> [GIVEN TEXT]:

FEDERAL COURT STAYS ITS DECISION FINDING THE AFFORDABLE CARE ACT UNCONSTITUTIONAL, MEANING THE ACA REMAINS IN FULL EFFECT PENDING APPEAL

             On December 30, 2018, Federal District Court Judge Reed O’Conner of the Northern District of Texas stayed and finalized his December 14, 2018 order finding the entire Affordable Care Act (ACA) unconstitutional, allowing for an immediate appeal.  In a 30-page opinion, Judge O’Conner stated that he did not believe that the states challenging his finding that the ACA was unconstitutional would succeed on the merits, but he found that “because everyday Americans would otherwise face great uncertainty during the pendency of appeal, the Court finds that the December 14, 2018 Order declaring the Individual Mandate unconstitutional and inseverable should be stayed.”  This means that the ACA remains in full effect pending appeal.           

            The case was brought by Texas, 19 other conservative states, and two individuals, seeking a finding that the ACA was unconstitutional and that the entire statute should be struck down because the Tax Cuts and Jobs Act of 2017 (TCAJA) eliminated the ACA’s Individual Mandate that individuals obtain health insurance or pay a tax penalty.  The reasoning behind their argument was that the Supreme Court had originally upheld the ACA as an exercise of Congress’ tax power. 

            In an unusual move, the federal government chose not to defend the ACA.  Rather, the federal government argued that the law was unconstitutional, but that only certain of its provisions should be struck down.  Specifically, the federal government argued that the ACA’s provisions governing pre-existing conditions were inseverable from the Individual Mandate and should be struck down, but that the remaining provisions of the ACA should remain in effect.  If the federal government’s arguments had prevailed, the prohibitions on denying coverage based on pre-existing conditions and charging higher rates based on health conditions would have been eliminated, but the vast majority of the other provisions would have remained in effect.  Sixteen states and the District of Columbia intervened to support the ACA.

> [WORK INSTRUCTION A]: Decide whether each of the following statements agrees with the passage on the Affordable Care Act ruling, answering yes or no and quoting the deciding words of the passage: (i) Judge O'Conner believed that the states challenging his finding would succeed on the merits. (ii) The case was brought by Texas, 19 other conservative states, and two individuals. (iii) The federal government chose to defend the ACA.
> [WORK INSTRUCTION B]: Proceed with the passage on the Affordable Care Act ruling, continuing on from its final sentence.

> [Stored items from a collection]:
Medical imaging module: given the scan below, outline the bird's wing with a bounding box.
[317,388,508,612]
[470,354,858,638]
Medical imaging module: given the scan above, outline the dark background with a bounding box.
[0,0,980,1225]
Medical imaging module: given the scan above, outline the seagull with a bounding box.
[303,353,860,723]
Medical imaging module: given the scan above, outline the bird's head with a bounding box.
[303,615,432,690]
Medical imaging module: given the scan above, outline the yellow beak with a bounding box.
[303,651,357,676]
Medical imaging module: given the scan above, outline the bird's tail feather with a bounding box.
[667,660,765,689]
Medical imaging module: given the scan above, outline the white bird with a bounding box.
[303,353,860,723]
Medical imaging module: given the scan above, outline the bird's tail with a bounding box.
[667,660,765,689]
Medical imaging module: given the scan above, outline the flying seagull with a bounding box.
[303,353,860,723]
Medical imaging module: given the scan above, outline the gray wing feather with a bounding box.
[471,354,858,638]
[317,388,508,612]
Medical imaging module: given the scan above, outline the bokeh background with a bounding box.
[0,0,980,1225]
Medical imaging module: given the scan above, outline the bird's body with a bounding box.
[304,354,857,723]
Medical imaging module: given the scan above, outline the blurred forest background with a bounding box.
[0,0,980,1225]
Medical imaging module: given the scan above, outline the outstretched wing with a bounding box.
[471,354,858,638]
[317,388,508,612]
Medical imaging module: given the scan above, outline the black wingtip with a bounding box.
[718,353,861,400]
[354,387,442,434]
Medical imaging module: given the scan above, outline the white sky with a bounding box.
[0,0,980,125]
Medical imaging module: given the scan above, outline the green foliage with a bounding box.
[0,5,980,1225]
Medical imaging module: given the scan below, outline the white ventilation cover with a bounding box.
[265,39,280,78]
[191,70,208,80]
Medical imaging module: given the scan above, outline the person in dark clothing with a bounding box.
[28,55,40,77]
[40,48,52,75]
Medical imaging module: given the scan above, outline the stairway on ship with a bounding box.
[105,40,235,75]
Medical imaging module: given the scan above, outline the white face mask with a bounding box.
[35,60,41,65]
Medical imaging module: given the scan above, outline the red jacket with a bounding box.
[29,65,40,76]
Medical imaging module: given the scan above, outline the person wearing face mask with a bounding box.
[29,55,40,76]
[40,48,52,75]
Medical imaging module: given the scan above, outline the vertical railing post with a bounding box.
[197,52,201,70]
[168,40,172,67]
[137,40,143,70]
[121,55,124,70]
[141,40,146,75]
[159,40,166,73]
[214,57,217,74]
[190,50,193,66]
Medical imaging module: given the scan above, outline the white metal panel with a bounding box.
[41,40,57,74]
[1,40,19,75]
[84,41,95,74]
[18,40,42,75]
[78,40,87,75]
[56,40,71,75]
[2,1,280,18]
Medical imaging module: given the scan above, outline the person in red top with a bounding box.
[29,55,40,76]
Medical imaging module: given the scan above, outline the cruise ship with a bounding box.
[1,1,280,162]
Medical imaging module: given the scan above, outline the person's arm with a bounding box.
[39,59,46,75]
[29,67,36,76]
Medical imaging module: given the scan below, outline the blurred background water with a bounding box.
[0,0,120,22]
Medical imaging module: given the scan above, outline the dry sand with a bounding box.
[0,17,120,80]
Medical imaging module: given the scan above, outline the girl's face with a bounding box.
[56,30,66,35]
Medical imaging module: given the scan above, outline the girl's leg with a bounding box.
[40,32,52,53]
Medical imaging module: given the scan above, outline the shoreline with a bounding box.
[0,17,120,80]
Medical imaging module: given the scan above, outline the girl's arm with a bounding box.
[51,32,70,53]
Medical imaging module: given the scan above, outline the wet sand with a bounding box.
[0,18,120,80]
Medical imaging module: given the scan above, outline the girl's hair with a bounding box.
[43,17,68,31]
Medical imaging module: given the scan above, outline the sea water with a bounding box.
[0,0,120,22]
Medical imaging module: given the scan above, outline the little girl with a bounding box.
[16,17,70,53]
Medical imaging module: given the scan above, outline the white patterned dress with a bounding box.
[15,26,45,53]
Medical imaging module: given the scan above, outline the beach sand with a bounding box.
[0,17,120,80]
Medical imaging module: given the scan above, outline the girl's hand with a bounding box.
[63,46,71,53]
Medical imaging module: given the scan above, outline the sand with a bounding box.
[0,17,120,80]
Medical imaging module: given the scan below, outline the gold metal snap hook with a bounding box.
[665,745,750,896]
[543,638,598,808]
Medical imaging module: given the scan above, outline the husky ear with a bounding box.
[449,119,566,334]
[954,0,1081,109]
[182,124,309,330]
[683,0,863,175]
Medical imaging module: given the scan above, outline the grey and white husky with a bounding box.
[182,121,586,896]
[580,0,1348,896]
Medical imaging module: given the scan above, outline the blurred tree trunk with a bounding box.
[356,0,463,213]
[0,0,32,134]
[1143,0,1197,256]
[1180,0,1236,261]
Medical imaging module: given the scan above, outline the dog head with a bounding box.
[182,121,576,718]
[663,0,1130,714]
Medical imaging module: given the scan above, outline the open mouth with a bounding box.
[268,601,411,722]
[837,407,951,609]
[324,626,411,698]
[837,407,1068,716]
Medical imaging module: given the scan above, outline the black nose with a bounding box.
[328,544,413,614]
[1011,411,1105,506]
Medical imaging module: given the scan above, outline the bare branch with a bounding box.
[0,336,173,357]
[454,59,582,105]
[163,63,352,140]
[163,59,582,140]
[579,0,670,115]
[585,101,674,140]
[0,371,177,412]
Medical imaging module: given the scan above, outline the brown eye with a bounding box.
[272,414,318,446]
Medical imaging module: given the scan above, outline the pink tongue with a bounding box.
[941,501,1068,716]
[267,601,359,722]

> [WRITTEN RESPONSE A]:
(i) No: "he did not believe that the states challenging his finding that the ACA was unconstitutional would succeed on the merits"
(ii) Yes: "The case was brought by Texas, 19 other conservative states, and two individuals"
(iii) No: "the federal government chose not to defend the ACA"

> [WRITTEN RESPONSE B]:
            In his December 14, 2018 opinion, Judge O’Conner agreed with Texas and the states challenging the ACA, finding that the “Individual Mandate no longer ‘triggers a tax’” and that, therefore the ACA was unconstitutional.  In that opinion, he also found that the “Individual Mandate ‘is essential to’ and inseverable from ‘the other provisions of’ the ACA” and that the entire law must fall.  The states supporting the ACA had moved for a stay and the federal government supported the motion.  The states opposing the ACA did not take a position on the stay.

            Many legal scholars – both conservative and progressive – have found Judge O’Conner’s legal reasoning to be weak and non-persuasive because the TCAJA did not address any provision of the ACA other than the individual mandate.  The ACA is more than 900 pages long and contained myriad other provisions, including the expansion of Medicaid and changes in Medicare payments to emphasize quality and shared savings, as well as easier enrollment in the Black Lung Program and changes to the Indian Health Service. 

            The stay and order finalizing the December 14, 2018 order allow the case to be appealed to the Fifth Circuit Court of Appeals.  No matter the outcome there, it is likely to be appealed to the United States Supreme Court.           

            The case is Texas et al. v. United States of America, et al., Civil Action No. 4:18-cv-00167 pending the United States District Court for the Northern District of Texas, Fort Worth Division.  The Court’s Order Granting Stay and Partial Final Judgment is linked here.